RECORDS »

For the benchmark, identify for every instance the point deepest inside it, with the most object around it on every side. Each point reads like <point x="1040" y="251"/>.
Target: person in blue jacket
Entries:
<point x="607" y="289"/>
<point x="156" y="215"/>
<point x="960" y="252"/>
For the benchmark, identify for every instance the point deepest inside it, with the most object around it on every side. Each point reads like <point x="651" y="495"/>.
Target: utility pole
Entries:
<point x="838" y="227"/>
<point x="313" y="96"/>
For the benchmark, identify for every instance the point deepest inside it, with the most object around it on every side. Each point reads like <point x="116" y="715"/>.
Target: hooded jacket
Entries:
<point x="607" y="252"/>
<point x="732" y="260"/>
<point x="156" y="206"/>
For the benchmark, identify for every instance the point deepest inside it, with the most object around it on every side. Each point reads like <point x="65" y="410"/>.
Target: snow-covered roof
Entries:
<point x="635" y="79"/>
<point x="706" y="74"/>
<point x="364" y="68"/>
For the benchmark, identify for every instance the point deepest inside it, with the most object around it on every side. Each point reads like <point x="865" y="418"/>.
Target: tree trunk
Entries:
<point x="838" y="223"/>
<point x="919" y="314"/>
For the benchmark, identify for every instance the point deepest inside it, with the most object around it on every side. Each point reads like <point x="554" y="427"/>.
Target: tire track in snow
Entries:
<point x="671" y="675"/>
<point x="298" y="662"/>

DIRECTION »
Give all of the data above as a Markdown table with the columns "No." and "Entry". Put one line per row, number the rows in order, and leave out blank lines.

SOLUTION TO THE PROBLEM »
| No. | Entry |
|---|---|
| 1 | For the benchmark, identify for every instance the point deepest inside it, with the most object around it on every side. Each point reads like <point x="1040" y="251"/>. |
| 2 | Target: person in blue jacket |
| 3 | Entries: |
| 4 | <point x="607" y="289"/> |
| 5 | <point x="156" y="215"/> |
| 6 | <point x="960" y="252"/> |
| 7 | For the benchmark, identify for every instance the point deepest inside it, with the most object around it on every side. Each point reads like <point x="651" y="495"/>. |
| 8 | Target: utility pole |
| 9 | Entries: |
| 10 | <point x="838" y="227"/> |
| 11 | <point x="313" y="96"/> |
| 12 | For the benchmark, identify for every instance the point deepest inside it, with the most object around it on every side. Each point reads like <point x="116" y="715"/>. |
| 13 | Target: hooded jacket |
| 14 | Entries: |
| 15 | <point x="607" y="252"/> |
| 16 | <point x="732" y="260"/> |
| 17 | <point x="156" y="206"/> |
| 18 | For the benchmark, identify for every instance the point deepest inside it, with the most object around it on every side. Each point reads like <point x="65" y="410"/>. |
| 19 | Target: snow-covered roof |
| 20 | Entries: |
| 21 | <point x="635" y="79"/> |
| 22 | <point x="706" y="74"/> |
| 23 | <point x="364" y="68"/> |
| 24 | For the benchmark, identify for every instance the point deepest inside it, with the most object around it on every side. Each point reads like <point x="865" y="418"/>. |
| 25 | Target: tree trunk |
| 26 | Entries: |
| 27 | <point x="838" y="223"/> |
| 28 | <point x="919" y="314"/> |
| 29 | For the benchmark, identify for every instance the point deepest inside it, with the most object around it on every side. Each point reads like <point x="554" y="427"/>. |
| 30 | Target: tire track in snow |
| 31 | Entries: |
| 32 | <point x="671" y="675"/> |
| 33 | <point x="298" y="662"/> |